Description of the task: Pick out every line of the material below that contains the word "dock", and copy each one in full.

--- start Recorded information ---

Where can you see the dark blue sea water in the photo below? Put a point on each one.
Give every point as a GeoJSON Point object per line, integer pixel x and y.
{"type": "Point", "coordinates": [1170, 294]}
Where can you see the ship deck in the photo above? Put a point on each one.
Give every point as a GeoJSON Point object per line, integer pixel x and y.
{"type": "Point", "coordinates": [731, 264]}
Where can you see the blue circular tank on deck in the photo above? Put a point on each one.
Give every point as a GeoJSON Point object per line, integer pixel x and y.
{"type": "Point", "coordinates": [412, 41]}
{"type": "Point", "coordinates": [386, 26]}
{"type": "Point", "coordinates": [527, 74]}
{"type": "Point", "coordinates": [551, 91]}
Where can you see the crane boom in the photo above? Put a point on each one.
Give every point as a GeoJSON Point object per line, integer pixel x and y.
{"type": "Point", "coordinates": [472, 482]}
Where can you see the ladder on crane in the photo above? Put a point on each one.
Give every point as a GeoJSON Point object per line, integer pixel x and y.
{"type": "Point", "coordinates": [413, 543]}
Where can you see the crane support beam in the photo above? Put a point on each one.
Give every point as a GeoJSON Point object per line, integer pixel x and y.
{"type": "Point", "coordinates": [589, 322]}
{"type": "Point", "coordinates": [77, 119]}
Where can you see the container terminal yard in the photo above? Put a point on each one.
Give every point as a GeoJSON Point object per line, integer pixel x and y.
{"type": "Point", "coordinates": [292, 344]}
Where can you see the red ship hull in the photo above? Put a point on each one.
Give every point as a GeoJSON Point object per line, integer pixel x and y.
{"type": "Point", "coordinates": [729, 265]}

--- end Recorded information ---
--- start Recorded information ---

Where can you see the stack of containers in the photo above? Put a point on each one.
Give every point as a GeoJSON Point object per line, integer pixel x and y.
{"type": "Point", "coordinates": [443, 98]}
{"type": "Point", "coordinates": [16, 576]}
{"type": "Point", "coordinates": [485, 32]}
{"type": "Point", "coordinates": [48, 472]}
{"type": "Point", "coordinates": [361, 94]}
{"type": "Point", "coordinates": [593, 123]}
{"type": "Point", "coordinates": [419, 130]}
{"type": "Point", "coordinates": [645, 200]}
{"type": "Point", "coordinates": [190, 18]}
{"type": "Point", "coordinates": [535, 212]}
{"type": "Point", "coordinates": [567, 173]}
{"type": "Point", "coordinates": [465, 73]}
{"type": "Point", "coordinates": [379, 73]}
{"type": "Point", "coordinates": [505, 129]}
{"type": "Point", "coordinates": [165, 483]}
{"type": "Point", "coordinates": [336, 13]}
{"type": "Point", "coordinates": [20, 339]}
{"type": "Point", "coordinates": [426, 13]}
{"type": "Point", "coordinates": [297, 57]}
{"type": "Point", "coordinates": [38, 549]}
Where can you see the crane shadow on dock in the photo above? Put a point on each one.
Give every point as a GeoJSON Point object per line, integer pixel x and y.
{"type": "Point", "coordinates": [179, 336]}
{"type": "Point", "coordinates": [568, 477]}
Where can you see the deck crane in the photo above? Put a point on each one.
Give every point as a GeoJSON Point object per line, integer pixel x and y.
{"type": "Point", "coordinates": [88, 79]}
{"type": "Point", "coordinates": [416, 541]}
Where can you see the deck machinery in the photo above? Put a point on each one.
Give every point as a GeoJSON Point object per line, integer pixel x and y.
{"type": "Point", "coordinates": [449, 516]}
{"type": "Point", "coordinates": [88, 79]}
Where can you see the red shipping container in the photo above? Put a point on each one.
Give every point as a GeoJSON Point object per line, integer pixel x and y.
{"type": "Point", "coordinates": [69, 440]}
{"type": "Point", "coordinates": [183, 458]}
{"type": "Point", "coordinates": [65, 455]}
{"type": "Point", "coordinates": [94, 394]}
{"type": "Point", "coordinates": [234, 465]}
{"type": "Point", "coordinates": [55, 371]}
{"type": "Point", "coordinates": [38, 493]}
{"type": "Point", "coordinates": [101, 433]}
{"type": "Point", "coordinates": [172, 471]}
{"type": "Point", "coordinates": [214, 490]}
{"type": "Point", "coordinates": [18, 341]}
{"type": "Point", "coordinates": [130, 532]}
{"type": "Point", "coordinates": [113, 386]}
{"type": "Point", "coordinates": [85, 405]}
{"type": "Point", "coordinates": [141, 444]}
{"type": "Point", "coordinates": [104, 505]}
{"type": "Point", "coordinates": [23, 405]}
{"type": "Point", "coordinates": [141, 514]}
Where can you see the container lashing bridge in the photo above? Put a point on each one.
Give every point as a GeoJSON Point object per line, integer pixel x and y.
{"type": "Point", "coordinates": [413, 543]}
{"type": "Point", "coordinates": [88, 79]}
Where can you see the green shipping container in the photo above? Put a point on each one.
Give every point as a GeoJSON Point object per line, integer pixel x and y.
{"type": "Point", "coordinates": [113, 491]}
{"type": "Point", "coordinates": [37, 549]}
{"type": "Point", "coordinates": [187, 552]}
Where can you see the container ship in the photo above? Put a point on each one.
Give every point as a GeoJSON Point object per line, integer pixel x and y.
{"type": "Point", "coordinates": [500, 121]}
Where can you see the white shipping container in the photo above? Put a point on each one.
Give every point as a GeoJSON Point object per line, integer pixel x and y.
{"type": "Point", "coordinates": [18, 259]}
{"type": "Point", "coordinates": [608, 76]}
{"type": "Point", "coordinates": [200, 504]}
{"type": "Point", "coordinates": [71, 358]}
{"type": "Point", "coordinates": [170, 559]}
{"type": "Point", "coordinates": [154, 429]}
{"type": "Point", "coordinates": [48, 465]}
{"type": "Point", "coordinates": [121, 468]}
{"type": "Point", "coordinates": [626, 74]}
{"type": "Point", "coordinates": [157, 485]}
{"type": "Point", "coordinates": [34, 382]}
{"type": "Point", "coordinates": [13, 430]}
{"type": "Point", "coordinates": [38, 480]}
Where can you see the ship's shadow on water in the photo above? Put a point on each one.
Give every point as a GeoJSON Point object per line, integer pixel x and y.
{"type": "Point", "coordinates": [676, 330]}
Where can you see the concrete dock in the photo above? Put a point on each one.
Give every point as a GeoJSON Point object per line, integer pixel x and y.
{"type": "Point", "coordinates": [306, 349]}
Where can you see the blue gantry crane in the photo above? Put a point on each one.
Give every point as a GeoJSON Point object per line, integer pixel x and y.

--- end Recorded information ---

Result for this task:
Where can you see the crane shadow on dock in the photo above? Put a point on each one.
Where can you see the concrete dock in the photo above? Put a point on each one.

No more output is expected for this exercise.